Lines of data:
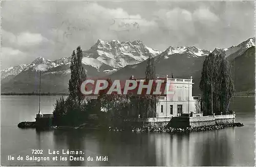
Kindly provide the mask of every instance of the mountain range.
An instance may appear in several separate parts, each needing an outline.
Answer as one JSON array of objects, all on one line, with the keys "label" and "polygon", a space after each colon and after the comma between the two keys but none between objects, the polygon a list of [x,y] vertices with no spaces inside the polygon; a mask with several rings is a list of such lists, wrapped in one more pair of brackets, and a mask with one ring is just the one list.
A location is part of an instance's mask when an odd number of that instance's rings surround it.
[{"label": "mountain range", "polygon": [[[216,48],[214,54],[224,52],[230,62],[237,92],[254,89],[255,38],[228,48]],[[98,40],[83,51],[83,66],[89,78],[127,79],[131,75],[144,77],[146,60],[154,57],[157,76],[173,75],[176,78],[193,77],[193,94],[200,93],[199,83],[203,62],[211,52],[195,46],[168,47],[164,52],[148,47],[140,40],[105,41]],[[2,93],[38,91],[39,70],[41,71],[41,91],[68,92],[70,57],[51,61],[40,57],[29,64],[1,70]]]}]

*Problem statement*: Please pull out every line of the data above word for word, omitting the pictures.

*Result of this task*:
Kindly provide the mask of every instance of the mountain range.
An instance may appear in several separate parts, each needing an outline.
Answer as one JSON array of objects, all on one line, with the keys "label" and "polygon", a space after each colon and after the comma between the two keys but none between objects, the polygon a list of [x,y] vertices with no spaces inside the polygon; a mask with several rings is a list of such lists, wrapped in one more pair of brackets, and a mask with one ring is just the one list.
A location is part of an instance's mask when an odd number of that instance's rings surround it.
[{"label": "mountain range", "polygon": [[[216,48],[214,54],[224,52],[230,62],[237,92],[254,89],[255,38],[228,48]],[[98,40],[83,51],[83,66],[89,78],[127,79],[131,75],[144,77],[146,60],[154,57],[157,76],[173,75],[176,78],[193,77],[193,94],[200,93],[199,83],[203,62],[211,52],[195,46],[168,47],[164,52],[148,47],[140,40],[105,41]],[[2,93],[38,91],[39,70],[41,71],[41,91],[68,92],[70,57],[51,61],[40,57],[29,64],[1,70]]]}]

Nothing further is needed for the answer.